Saturday, January 11, 2014

Short story collection shows another literary side to veteran Montreal TV newscaster


After It Rains by Bill Haugland (Vehicule Press, $18)

For years, Bill Haugland honed his skills as a writer and storyteller, mainly as a reporter for CFCF’s suppertime newscast “Pulse”, and later as its anchorman. However, while he became a master news storyteller, Haugland was also trying to develop his skills as a storyteller of a different nature, mainly fictional stories.

When he retired from telling new stories several years ago, Haugland decided that instead of going the traditional route of writing a trenchcoat memoir of his life as a TV newsman, he used his TV news background as a premise for a novel. In fact, he turned it into two novels about the goings on of a mythical TV news operation in Montreal during the late 60s and early 70s, Mobile 9 and The Bidding.

For his third foray into fiction writing, Haugland decided to dig through a dusty old box that was stored in his Vermont home that was filled with story ideas and short stories that were started but remained unfinished. So with a lot of discipline and his knack for telling a story, Haugland went back to many of those stories and completed them. The end result is his first short story collection After it Rains.

The book is a collection of 14 short stories of varying themes and narratives that don’t solely rely on his past experiences in TV news. In fact, it deals with several examples of the human experience, whether it be realistic, fantastic or humoristic. Haugland’s purpose in telling these stories is to show the reader what these experiences are like from the point of view of the people who are taking part in it or being affected by it.

#### GIVEN RECORDS
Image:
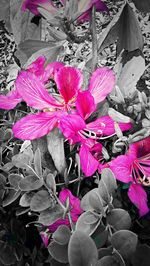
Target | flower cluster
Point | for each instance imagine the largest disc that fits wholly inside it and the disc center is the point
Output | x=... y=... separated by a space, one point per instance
x=68 y=109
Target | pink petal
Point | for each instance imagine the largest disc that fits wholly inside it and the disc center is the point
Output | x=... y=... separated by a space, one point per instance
x=88 y=163
x=37 y=67
x=101 y=83
x=121 y=167
x=45 y=238
x=70 y=127
x=33 y=91
x=69 y=81
x=53 y=227
x=10 y=100
x=105 y=124
x=32 y=5
x=34 y=126
x=74 y=201
x=85 y=104
x=138 y=197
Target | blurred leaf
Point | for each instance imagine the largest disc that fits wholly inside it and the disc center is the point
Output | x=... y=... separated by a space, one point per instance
x=107 y=261
x=50 y=182
x=55 y=142
x=107 y=185
x=30 y=182
x=21 y=160
x=41 y=201
x=82 y=250
x=11 y=197
x=37 y=162
x=125 y=29
x=141 y=256
x=62 y=235
x=119 y=219
x=102 y=252
x=125 y=242
x=58 y=252
x=21 y=24
x=129 y=68
x=14 y=180
x=143 y=5
x=51 y=18
x=87 y=222
x=49 y=216
x=58 y=35
x=100 y=236
x=7 y=256
x=85 y=201
x=25 y=199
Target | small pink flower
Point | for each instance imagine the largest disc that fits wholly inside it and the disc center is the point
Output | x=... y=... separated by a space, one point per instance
x=134 y=168
x=74 y=206
x=33 y=5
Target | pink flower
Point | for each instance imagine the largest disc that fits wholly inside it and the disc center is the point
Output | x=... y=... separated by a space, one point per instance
x=33 y=5
x=10 y=100
x=134 y=168
x=74 y=206
x=31 y=88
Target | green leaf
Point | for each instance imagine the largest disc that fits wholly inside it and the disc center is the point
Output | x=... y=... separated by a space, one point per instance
x=11 y=197
x=143 y=5
x=125 y=242
x=58 y=252
x=7 y=256
x=14 y=180
x=41 y=201
x=37 y=162
x=92 y=201
x=25 y=199
x=55 y=143
x=125 y=29
x=129 y=68
x=82 y=250
x=107 y=185
x=31 y=182
x=50 y=182
x=107 y=261
x=119 y=219
x=88 y=222
x=21 y=160
x=62 y=235
x=49 y=216
x=100 y=236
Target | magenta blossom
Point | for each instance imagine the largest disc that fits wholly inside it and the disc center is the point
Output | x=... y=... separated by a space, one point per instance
x=134 y=168
x=74 y=207
x=33 y=5
x=76 y=130
x=38 y=68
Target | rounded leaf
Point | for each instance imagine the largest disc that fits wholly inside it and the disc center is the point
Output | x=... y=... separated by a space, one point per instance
x=125 y=242
x=58 y=252
x=83 y=223
x=62 y=235
x=82 y=250
x=30 y=182
x=41 y=201
x=119 y=219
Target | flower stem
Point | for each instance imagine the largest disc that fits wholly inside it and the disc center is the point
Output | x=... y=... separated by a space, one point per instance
x=94 y=41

#### TASK SET
• A. In the review of After It Rains, how many short stories does the collection contain?
• B. Continue the review of After It Rains from the point where the text stops.
The material comes from a different source than the review.

#### RESPONSES BY TASK
• A. It contains 14 short stories.

• B.
For example, there is the experience of a quirky family planning a carrying out a bank robbery (“Family Finances”); confessing to a murder while on death row (“A Confession”); how a simple object can release a tale of survival during the Holocaust (“The Photograph”); the wild, hustle and bustle world of the TV news stringer during the late 60s (“Stringer”, in which the mythical station CKCF from Haugland’s previous two books figures prominently in this story); and how an inherited 1943 U.S. penny turns into something more for the lonely grandson whom it’s handed down to (“The Wishing Jar”).

Haugland shows that he does have the knack for crafting and developing a quite readable fictional short story. In fact, he even knows how to develop a good plot twist that will throw quite a curve to the reader. Case in point, “41 Ward B”, a story of two elderly patients who reside in the Alzheimer’s ward of a rehab center. Although their rantings and states of mind could be attributed to their deteriorating mental condition, the ending is quite surprising (for the better) and leaves the reader with a “wow!” reaction.

After it Rains is an enjoyable collection of diverse short stories from someone who spent his career telling the public true stories on a daily basis for over 40 years. And after so many years of telling the news, it’s refreshing to see that Bill Haugland can effectively craft a series of 15-20 page works of fiction. Basically, he just cemented his new career as a writer of good fiction. Hopefully, the trenchcoat memoir won’t be so far behind, too.